**WHAT TO WORK ON**:
Copy each line of the entries that contains the word "leaf".

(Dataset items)

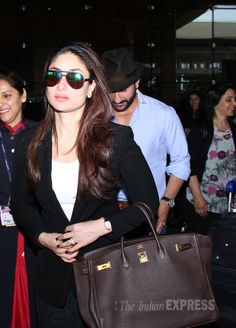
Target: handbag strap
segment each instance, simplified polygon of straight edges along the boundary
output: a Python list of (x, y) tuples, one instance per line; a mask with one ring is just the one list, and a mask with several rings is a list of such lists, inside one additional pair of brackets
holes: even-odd
[(145, 215), (148, 223), (149, 223), (149, 226), (152, 230), (152, 233), (153, 233), (153, 237), (156, 241), (156, 244), (157, 244), (157, 250), (158, 250), (158, 253), (160, 255), (161, 258), (164, 258), (164, 249), (159, 241), (159, 238), (158, 238), (158, 235), (157, 235), (157, 232), (156, 232), (156, 228), (155, 228), (155, 225), (154, 225), (154, 215), (152, 213), (152, 210), (150, 209), (150, 207), (143, 203), (143, 202), (136, 202), (133, 204), (134, 206), (137, 206), (142, 212), (143, 214)]
[(102, 318), (100, 317), (100, 311), (97, 304), (97, 293), (94, 281), (93, 266), (91, 261), (88, 261), (88, 273), (89, 273), (89, 311), (94, 320), (96, 328), (102, 328)]

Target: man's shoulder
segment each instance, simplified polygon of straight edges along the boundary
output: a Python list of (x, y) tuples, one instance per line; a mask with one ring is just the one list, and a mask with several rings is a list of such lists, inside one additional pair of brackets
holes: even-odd
[(159, 113), (175, 113), (175, 109), (164, 102), (160, 101), (159, 99), (156, 99), (154, 97), (144, 95), (140, 93), (140, 103), (143, 108), (146, 110), (153, 112), (154, 114)]

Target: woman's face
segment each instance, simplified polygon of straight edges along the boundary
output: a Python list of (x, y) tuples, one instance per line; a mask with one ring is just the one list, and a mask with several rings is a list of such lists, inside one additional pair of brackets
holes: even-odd
[(216, 115), (220, 116), (234, 116), (236, 111), (236, 93), (233, 89), (228, 89), (220, 101), (215, 106)]
[[(58, 55), (49, 65), (49, 70), (63, 72), (79, 72), (85, 79), (90, 78), (85, 64), (73, 53)], [(95, 82), (85, 82), (81, 89), (73, 89), (67, 82), (66, 76), (55, 86), (47, 87), (46, 95), (50, 105), (59, 113), (78, 113), (81, 117), (87, 98), (92, 97)], [(77, 114), (76, 114), (77, 115)]]
[(200, 105), (200, 98), (196, 93), (193, 93), (189, 96), (189, 104), (194, 111), (198, 110)]
[(22, 95), (6, 80), (0, 80), (0, 120), (14, 127), (22, 120), (22, 104), (26, 101), (26, 91)]

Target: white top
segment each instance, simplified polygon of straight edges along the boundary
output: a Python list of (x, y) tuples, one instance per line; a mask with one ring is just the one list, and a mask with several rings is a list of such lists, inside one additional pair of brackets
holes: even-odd
[(52, 189), (65, 212), (68, 220), (71, 220), (73, 212), (79, 176), (79, 161), (57, 162), (52, 160)]

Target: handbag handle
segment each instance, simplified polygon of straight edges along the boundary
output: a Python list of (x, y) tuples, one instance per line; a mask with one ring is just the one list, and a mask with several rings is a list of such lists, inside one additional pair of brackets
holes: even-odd
[[(157, 251), (160, 255), (161, 258), (164, 258), (164, 249), (159, 241), (159, 238), (158, 238), (158, 235), (157, 235), (157, 232), (156, 232), (156, 229), (155, 229), (155, 226), (154, 226), (154, 216), (153, 216), (153, 213), (152, 213), (152, 210), (150, 209), (150, 207), (143, 203), (143, 202), (136, 202), (133, 204), (134, 206), (137, 206), (142, 212), (143, 214), (145, 215), (148, 223), (149, 223), (149, 226), (152, 230), (152, 233), (153, 233), (153, 236), (154, 236), (154, 239), (156, 241), (156, 244), (157, 244)], [(122, 249), (122, 254), (124, 254), (124, 245), (123, 245), (123, 240), (121, 241), (121, 247), (123, 248)]]

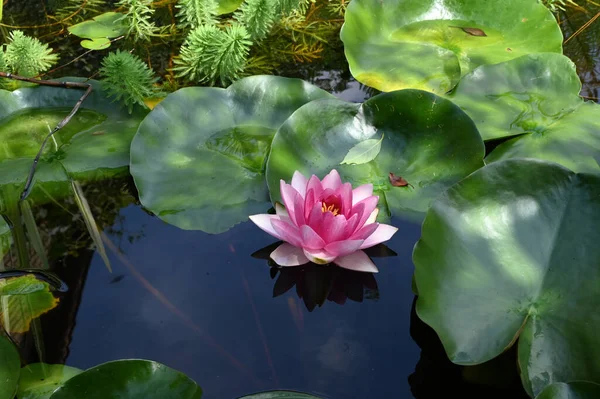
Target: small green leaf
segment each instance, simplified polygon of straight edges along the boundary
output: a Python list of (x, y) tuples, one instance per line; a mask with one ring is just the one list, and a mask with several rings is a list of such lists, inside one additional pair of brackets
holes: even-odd
[(32, 275), (9, 278), (0, 285), (0, 296), (27, 295), (45, 290), (47, 285)]
[(17, 348), (8, 338), (0, 335), (0, 398), (14, 397), (20, 372), (21, 358)]
[(86, 39), (114, 38), (127, 32), (123, 17), (124, 15), (118, 12), (107, 12), (67, 29), (73, 35)]
[(356, 144), (354, 147), (350, 148), (350, 151), (348, 151), (344, 160), (340, 162), (340, 165), (359, 165), (361, 163), (371, 162), (379, 155), (379, 151), (381, 151), (383, 137), (384, 135), (382, 134), (379, 140), (369, 139)]
[(185, 374), (149, 360), (117, 360), (92, 367), (51, 399), (199, 399), (202, 389)]
[[(44, 288), (39, 290), (38, 280), (35, 282), (33, 276), (17, 277), (18, 279), (30, 279), (32, 284), (29, 289), (33, 292), (27, 294), (18, 293), (16, 295), (4, 295), (0, 298), (0, 323), (8, 332), (24, 333), (29, 331), (32, 320), (43, 315), (44, 313), (54, 309), (58, 305), (58, 298), (55, 298), (50, 292), (50, 286), (43, 282)], [(0, 280), (0, 292), (3, 287), (8, 285), (11, 279)], [(20, 287), (26, 291), (27, 284), (24, 283)], [(13, 283), (15, 284), (15, 283)], [(13, 286), (11, 290), (14, 290)]]
[(105, 48), (110, 47), (110, 40), (108, 38), (94, 38), (94, 39), (85, 39), (81, 41), (81, 47), (87, 48), (90, 50), (104, 50)]
[(82, 370), (63, 364), (32, 363), (21, 369), (17, 397), (49, 399), (58, 387)]

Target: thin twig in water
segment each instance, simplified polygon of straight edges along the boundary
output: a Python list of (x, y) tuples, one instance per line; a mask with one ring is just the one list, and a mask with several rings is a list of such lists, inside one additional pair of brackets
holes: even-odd
[(27, 196), (29, 195), (29, 192), (31, 191), (31, 186), (33, 183), (33, 176), (35, 175), (35, 168), (37, 167), (37, 164), (40, 161), (40, 157), (42, 156), (42, 153), (44, 152), (46, 143), (48, 142), (50, 137), (52, 137), (54, 135), (54, 133), (58, 132), (67, 123), (69, 123), (71, 121), (73, 116), (77, 113), (77, 111), (81, 107), (81, 104), (83, 104), (85, 99), (92, 93), (92, 85), (90, 83), (83, 83), (83, 82), (58, 82), (58, 81), (53, 81), (53, 80), (40, 80), (40, 79), (26, 78), (24, 76), (13, 75), (12, 73), (6, 73), (6, 72), (0, 72), (0, 77), (7, 78), (7, 79), (20, 80), (23, 82), (35, 83), (35, 84), (42, 85), (42, 86), (62, 87), (65, 89), (85, 89), (85, 93), (83, 93), (83, 95), (79, 98), (77, 103), (75, 103), (75, 106), (73, 107), (71, 112), (69, 112), (69, 115), (65, 116), (65, 118), (62, 121), (60, 121), (58, 123), (58, 125), (56, 125), (54, 130), (52, 130), (50, 133), (48, 133), (48, 135), (46, 136), (44, 141), (42, 141), (40, 150), (38, 151), (37, 155), (35, 156), (35, 158), (33, 160), (33, 165), (31, 165), (31, 169), (29, 170), (29, 175), (27, 176), (27, 181), (25, 182), (25, 187), (23, 188), (23, 191), (21, 192), (21, 198), (19, 199), (19, 201), (23, 201), (25, 198), (27, 198)]

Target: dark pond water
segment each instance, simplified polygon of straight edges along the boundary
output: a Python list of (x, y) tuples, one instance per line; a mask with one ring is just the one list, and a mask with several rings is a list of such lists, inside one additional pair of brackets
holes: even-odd
[[(563, 16), (572, 24), (565, 29), (572, 33), (586, 15)], [(598, 95), (598, 31), (565, 47), (589, 97)], [(283, 73), (344, 100), (370, 97), (345, 68), (322, 63)], [(398, 233), (372, 253), (386, 255), (374, 258), (377, 275), (333, 266), (282, 274), (256, 253), (274, 239), (251, 222), (221, 235), (180, 230), (145, 212), (128, 179), (87, 185), (85, 193), (112, 243), (112, 273), (90, 249), (72, 200), (36, 210), (52, 269), (70, 287), (41, 318), (48, 363), (152, 359), (189, 375), (207, 399), (271, 389), (335, 399), (527, 397), (514, 353), (455, 366), (415, 315), (419, 223), (393, 220)], [(30, 334), (21, 346), (27, 361), (39, 360)]]

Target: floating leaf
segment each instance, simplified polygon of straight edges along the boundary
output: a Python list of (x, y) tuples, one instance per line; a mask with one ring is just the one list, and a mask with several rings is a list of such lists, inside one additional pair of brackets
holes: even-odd
[(149, 360), (117, 360), (92, 367), (51, 399), (199, 399), (202, 389), (185, 374)]
[[(42, 314), (54, 309), (58, 305), (58, 298), (50, 292), (50, 287), (45, 282), (40, 282), (33, 276), (17, 277), (23, 279), (21, 287), (26, 287), (30, 293), (16, 295), (4, 295), (0, 297), (0, 323), (4, 329), (11, 333), (24, 333), (29, 331), (31, 321)], [(15, 290), (15, 282), (11, 283), (12, 279), (0, 280), (0, 292), (4, 287), (7, 291)], [(43, 284), (44, 288), (39, 289), (39, 284)], [(32, 289), (33, 287), (34, 289)]]
[(597, 399), (600, 385), (588, 381), (556, 382), (549, 385), (536, 399)]
[(362, 163), (371, 162), (379, 155), (381, 151), (381, 142), (383, 141), (383, 135), (378, 139), (369, 139), (361, 141), (354, 147), (350, 148), (348, 154), (344, 157), (344, 160), (340, 164), (354, 164), (359, 165)]
[(417, 314), (458, 364), (518, 340), (532, 396), (556, 381), (600, 382), (599, 225), (600, 176), (538, 160), (487, 165), (427, 213), (413, 253)]
[(4, 295), (27, 295), (46, 290), (47, 285), (34, 276), (9, 278), (0, 285), (0, 296)]
[(296, 391), (267, 391), (243, 396), (239, 399), (319, 399), (319, 397)]
[[(361, 165), (340, 165), (358, 143), (384, 134), (379, 155)], [(279, 180), (294, 171), (323, 177), (336, 168), (354, 187), (372, 183), (380, 220), (390, 212), (422, 213), (452, 184), (483, 166), (483, 142), (456, 105), (420, 90), (377, 95), (365, 103), (319, 100), (298, 109), (277, 131), (267, 162), (273, 202), (281, 201)], [(414, 189), (394, 187), (389, 173)], [(389, 208), (389, 209), (386, 209)]]
[[(68, 195), (70, 178), (90, 180), (127, 172), (131, 139), (147, 112), (136, 108), (130, 115), (102, 93), (99, 82), (89, 83), (92, 94), (46, 145), (28, 197), (33, 203), (49, 201), (49, 195)], [(83, 90), (43, 86), (0, 90), (0, 191), (7, 192), (10, 186), (20, 193), (43, 139), (82, 94)], [(104, 134), (94, 135), (97, 131)], [(5, 205), (0, 201), (0, 213)]]
[(82, 370), (64, 364), (32, 363), (21, 369), (19, 399), (49, 399), (52, 393)]
[(341, 38), (359, 82), (437, 94), (479, 65), (562, 53), (563, 40), (537, 0), (352, 0)]
[(240, 8), (244, 0), (217, 0), (217, 15), (229, 14)]
[(17, 348), (3, 335), (0, 335), (0, 398), (11, 399), (17, 390), (21, 358)]
[(110, 39), (102, 37), (95, 39), (86, 39), (82, 40), (79, 44), (81, 44), (81, 47), (90, 50), (104, 50), (105, 48), (110, 47)]
[(264, 163), (275, 131), (301, 105), (323, 97), (331, 95), (276, 76), (170, 94), (131, 145), (140, 201), (168, 223), (208, 233), (265, 212), (271, 204)]
[(600, 105), (579, 97), (575, 65), (560, 54), (533, 54), (485, 65), (465, 76), (451, 100), (485, 140), (515, 136), (486, 158), (539, 158), (575, 172), (598, 172)]
[(110, 40), (127, 33), (127, 25), (124, 21), (124, 14), (118, 12), (107, 12), (89, 21), (84, 21), (67, 29), (75, 36), (85, 38), (81, 46), (101, 50), (110, 47)]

**YOUR SOLUTION**:
Target: small green leaf
Target: floating leaf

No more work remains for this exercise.